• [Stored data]
= = =

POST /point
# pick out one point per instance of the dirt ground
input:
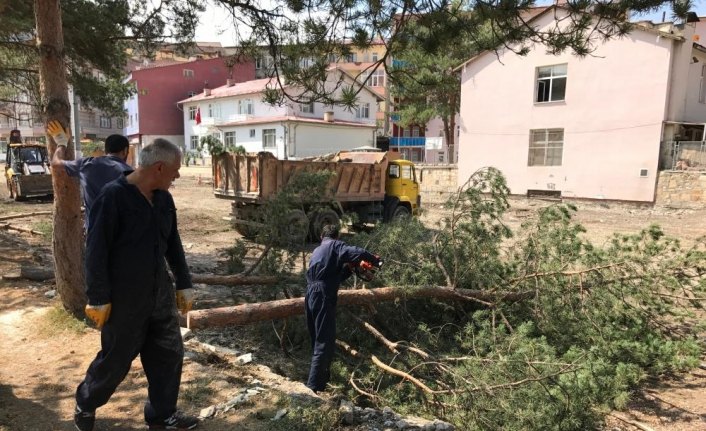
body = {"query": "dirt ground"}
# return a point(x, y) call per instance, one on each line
point(44, 354)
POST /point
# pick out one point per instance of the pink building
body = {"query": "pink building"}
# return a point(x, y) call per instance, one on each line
point(597, 127)
point(153, 112)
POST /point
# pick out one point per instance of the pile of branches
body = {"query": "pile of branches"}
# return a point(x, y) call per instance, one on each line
point(592, 322)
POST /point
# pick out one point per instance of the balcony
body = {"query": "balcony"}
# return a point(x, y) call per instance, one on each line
point(434, 143)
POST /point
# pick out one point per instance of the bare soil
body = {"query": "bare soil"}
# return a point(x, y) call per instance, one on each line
point(44, 354)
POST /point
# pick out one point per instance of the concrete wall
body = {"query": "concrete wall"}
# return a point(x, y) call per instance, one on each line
point(682, 189)
point(612, 117)
point(436, 183)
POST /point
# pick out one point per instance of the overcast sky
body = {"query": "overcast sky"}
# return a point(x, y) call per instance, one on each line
point(216, 25)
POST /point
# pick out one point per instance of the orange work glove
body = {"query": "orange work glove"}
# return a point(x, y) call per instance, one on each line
point(99, 314)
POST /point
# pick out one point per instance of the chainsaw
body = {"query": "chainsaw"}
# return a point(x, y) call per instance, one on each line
point(366, 270)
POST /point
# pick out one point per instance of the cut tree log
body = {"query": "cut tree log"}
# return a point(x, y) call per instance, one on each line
point(7, 226)
point(250, 313)
point(232, 280)
point(23, 215)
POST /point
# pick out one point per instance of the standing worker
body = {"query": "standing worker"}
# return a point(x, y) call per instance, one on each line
point(92, 172)
point(327, 269)
point(133, 228)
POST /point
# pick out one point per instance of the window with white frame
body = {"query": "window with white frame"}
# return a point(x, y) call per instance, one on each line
point(546, 147)
point(307, 108)
point(24, 120)
point(377, 79)
point(363, 111)
point(702, 85)
point(551, 83)
point(269, 138)
point(245, 107)
point(229, 138)
point(214, 110)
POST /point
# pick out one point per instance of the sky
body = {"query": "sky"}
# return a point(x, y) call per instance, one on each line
point(216, 25)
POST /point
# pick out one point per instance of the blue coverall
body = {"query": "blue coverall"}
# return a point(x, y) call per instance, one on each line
point(126, 247)
point(94, 173)
point(327, 269)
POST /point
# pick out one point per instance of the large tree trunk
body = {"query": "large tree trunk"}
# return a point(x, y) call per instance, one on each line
point(68, 230)
point(258, 312)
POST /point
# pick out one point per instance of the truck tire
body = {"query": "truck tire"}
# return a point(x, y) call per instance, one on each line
point(401, 213)
point(319, 219)
point(297, 227)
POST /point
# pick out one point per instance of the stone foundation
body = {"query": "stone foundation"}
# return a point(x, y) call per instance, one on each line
point(681, 189)
point(436, 183)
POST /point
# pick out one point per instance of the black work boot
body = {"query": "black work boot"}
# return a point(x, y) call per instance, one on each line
point(84, 420)
point(177, 421)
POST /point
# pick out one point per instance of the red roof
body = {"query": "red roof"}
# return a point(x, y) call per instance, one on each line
point(260, 120)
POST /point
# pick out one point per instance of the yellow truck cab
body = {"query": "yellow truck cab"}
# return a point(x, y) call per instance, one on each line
point(401, 183)
point(27, 171)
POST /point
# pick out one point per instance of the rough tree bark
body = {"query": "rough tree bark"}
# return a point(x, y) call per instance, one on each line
point(258, 312)
point(67, 239)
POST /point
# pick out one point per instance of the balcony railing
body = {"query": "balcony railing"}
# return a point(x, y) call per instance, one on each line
point(417, 141)
point(432, 143)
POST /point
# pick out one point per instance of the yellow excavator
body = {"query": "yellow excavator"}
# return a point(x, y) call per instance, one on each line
point(27, 169)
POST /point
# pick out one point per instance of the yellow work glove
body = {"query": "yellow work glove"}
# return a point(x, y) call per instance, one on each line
point(58, 133)
point(185, 300)
point(99, 314)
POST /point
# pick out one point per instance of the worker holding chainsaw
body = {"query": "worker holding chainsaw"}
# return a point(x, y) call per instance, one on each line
point(331, 263)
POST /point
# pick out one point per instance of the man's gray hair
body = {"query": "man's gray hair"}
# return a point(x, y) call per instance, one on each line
point(159, 150)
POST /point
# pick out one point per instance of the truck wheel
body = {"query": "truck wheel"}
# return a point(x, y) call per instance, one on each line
point(401, 213)
point(297, 227)
point(320, 219)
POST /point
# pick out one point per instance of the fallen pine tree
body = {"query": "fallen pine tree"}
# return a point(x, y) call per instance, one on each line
point(257, 312)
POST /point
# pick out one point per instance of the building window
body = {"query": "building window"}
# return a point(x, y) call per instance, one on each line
point(245, 107)
point(307, 108)
point(551, 83)
point(546, 147)
point(377, 79)
point(214, 110)
point(105, 122)
point(24, 120)
point(229, 138)
point(702, 85)
point(363, 111)
point(269, 138)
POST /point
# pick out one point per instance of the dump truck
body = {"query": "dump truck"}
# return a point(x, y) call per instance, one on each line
point(27, 170)
point(375, 186)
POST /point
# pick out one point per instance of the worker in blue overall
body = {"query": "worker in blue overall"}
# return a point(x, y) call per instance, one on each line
point(328, 268)
point(132, 237)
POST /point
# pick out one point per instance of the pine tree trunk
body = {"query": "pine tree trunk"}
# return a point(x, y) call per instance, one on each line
point(67, 240)
point(250, 313)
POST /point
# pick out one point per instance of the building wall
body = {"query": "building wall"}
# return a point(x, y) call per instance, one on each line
point(317, 139)
point(612, 118)
point(159, 89)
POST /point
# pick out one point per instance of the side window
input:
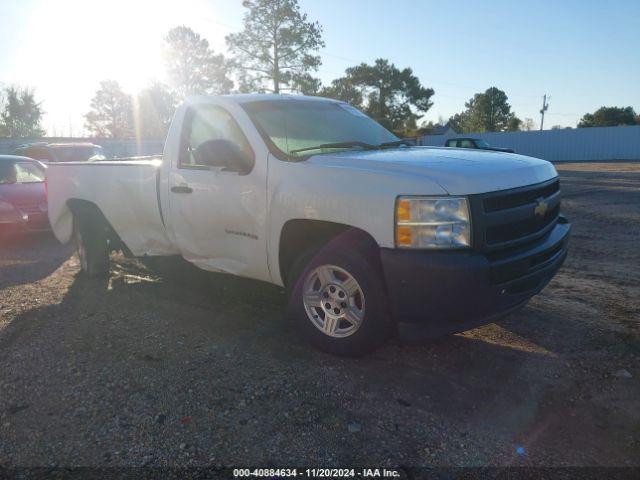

= = =

• [To do] A precise repetition of every entry, free of pictures, is the expected answer.

• [Final answer]
POST /point
# pick out one point per instance of the dirt ground
input:
body = {"query": "dirt ground"}
# return a point(x, y) call per instance, one on each line
point(44, 354)
POST /point
# pick out one point per instance of the pink building
body = {"query": "pink building"}
# return a point(x, y) call per instance, one on each line
point(597, 127)
point(153, 112)
POST /point
# pick out one point per instance of the pile of branches
body = {"query": "pile of branches"}
# return a point(x, y) call per instance, one on each line
point(592, 322)
POST /point
# pick out one point per instance of the balcony
body = {"query": "balcony"}
# return a point(x, y) call per instance, one on each line
point(434, 143)
POST /point
# pick out one point per instance of the bare soil
body = {"query": "bare soil"}
# return a point(x, y) call per instance, one on each line
point(44, 354)
POST /point
# pick out one point per instance of the concrete wall
body = {"query": "concrete wall"}
# return a point(x, y) call per instance, one on each line
point(682, 189)
point(612, 117)
point(436, 183)
POST /point
# pick out one point per instance of the overcast sky
body = {"query": "overcast sky"}
# return a point(x, y) call per instance, one on each line
point(216, 25)
POST /point
# pick out one point per instance of the orange work glove
body = {"query": "orange work glove"}
# return a point(x, y) call per instance, one on each line
point(99, 314)
POST /point
# pick out one point per instance of the chainsaw
body = {"query": "chainsaw"}
# return a point(x, y) call per instance, one on each line
point(366, 270)
POST /point
# pick out one point per instance of the cut tree log
body = {"query": "cut tree log"}
# return a point(x, y) call per instance, one on each line
point(7, 226)
point(250, 313)
point(232, 280)
point(23, 215)
POST /point
# pick out one point per instance of the standing worker
body = {"query": "standing worker"}
# return a point(x, y) call per instance, one on each line
point(92, 172)
point(327, 269)
point(133, 228)
POST /point
# pick out one point per instance of the window with white frame
body = {"query": "window with white frame"}
# return a point(x, y) call per instance, one on each line
point(546, 147)
point(307, 108)
point(24, 120)
point(377, 79)
point(363, 111)
point(702, 85)
point(551, 83)
point(269, 138)
point(245, 107)
point(229, 138)
point(214, 110)
POST /point
# pick out one point per instance of the sky
body = {"query": "sky"}
# return a point(x, y) call per instance, one on each line
point(216, 25)
POST /point
# pick out one point per instance of the blue coverall
body = {"query": "blue coverall"}
# return a point(x, y) call per instance, one on each line
point(126, 247)
point(94, 173)
point(327, 269)
POST /point
# pick out one point per instance of the large tree trunk
body = {"query": "large tree trunk"}
# return a point(x, y) call per instance, one on each line
point(68, 230)
point(258, 312)
POST /point
# pick out one point per instance of the truck tire
body = {"query": "truck tire"}
# return a point(x, y) call per instance, one on each line
point(401, 213)
point(319, 219)
point(297, 227)
POST /point
# pick out one point per instance of the stone foundation
body = {"query": "stone foundation"}
# return a point(x, y) call per instance, one on each line
point(681, 189)
point(436, 183)
POST /point
# pick out one point per instance of the black work boot
body = {"query": "black work boot"}
# return a point(x, y) call per instance, one on each line
point(84, 420)
point(177, 421)
POST /point
# pick out one point per instance of the red roof
body = {"query": "red roof"}
# return a point(x, y) call per instance, one on each line
point(260, 120)
POST /point
# pick out one point per instance of the yellow truck cab
body = {"query": "yellow truck cab"}
# return a point(x, y) call per instance, one on each line
point(401, 183)
point(27, 171)
POST /point
# pick out one point per instance of the rough tree bark
body = {"query": "rough tree bark"}
# return a point(x, y) call per instance, one on each line
point(258, 312)
point(67, 239)
POST /point
# pick out one point per instance of the balcony railing
body = {"query": "balcony railing"}
# return a point(x, y) call per instance, one on each line
point(417, 141)
point(432, 143)
POST /point
# pick out one point per instance of the yellow excavator
body = {"query": "yellow excavator"}
# return a point(x, y) call per instance, one on each line
point(27, 169)
POST /point
# pick out one point per instance of the yellow work glove
body = {"query": "yellow work glove"}
# return a point(x, y) call per instance, one on each line
point(58, 133)
point(185, 300)
point(99, 314)
POST /point
# pick out one point per instance of the worker holding chainsaw
body = {"query": "worker holding chainsaw"}
# return a point(x, y) call per instance, one on each line
point(331, 263)
POST /point
# pick out one point per instance of the man's gray hair
body = {"query": "man's gray hair"}
# return a point(x, y) call per instance, one on each line
point(159, 150)
POST /point
# pick out one point per instance of the truck wheel
body = {"query": "truck wheel"}
# return a point(x, y) call per instance, one on each line
point(401, 213)
point(297, 227)
point(320, 219)
POST /point
# pick out one point per instance of the fallen pine tree
body = {"query": "fallen pine tree"}
# return a point(x, y) call per instance, one on each line
point(257, 312)
POST /point
# pick out one point per instance of the building window
body = {"query": "building window"}
# return a point(x, y) call per instance, one on each line
point(245, 107)
point(307, 108)
point(551, 83)
point(546, 147)
point(377, 79)
point(214, 110)
point(105, 122)
point(24, 120)
point(229, 138)
point(702, 85)
point(363, 111)
point(269, 138)
POST /point
# pick out one point per instance of the dump truck
body = {"query": "dump truck"}
# return a point(x, y) call per instance, one on each line
point(27, 170)
point(375, 186)
POST /point
# pick out one point per instance of the worker in blue overall
body = {"query": "worker in blue overall"}
# return a point(x, y) call per instance, one on each line
point(328, 268)
point(132, 237)
POST /point
# pick out one point per instance of the pine tree trunk
body = {"query": "pine tree trunk"}
# return a point(x, y) call per instance, one on each line
point(67, 240)
point(250, 313)
POST /point
# pick out one point per instance of the building wall
body = {"query": "building wall"}
# return a point(x, y) call per instance, one on each line
point(317, 139)
point(612, 118)
point(159, 89)
POST /point
# pick out one point per instance of the side window
input:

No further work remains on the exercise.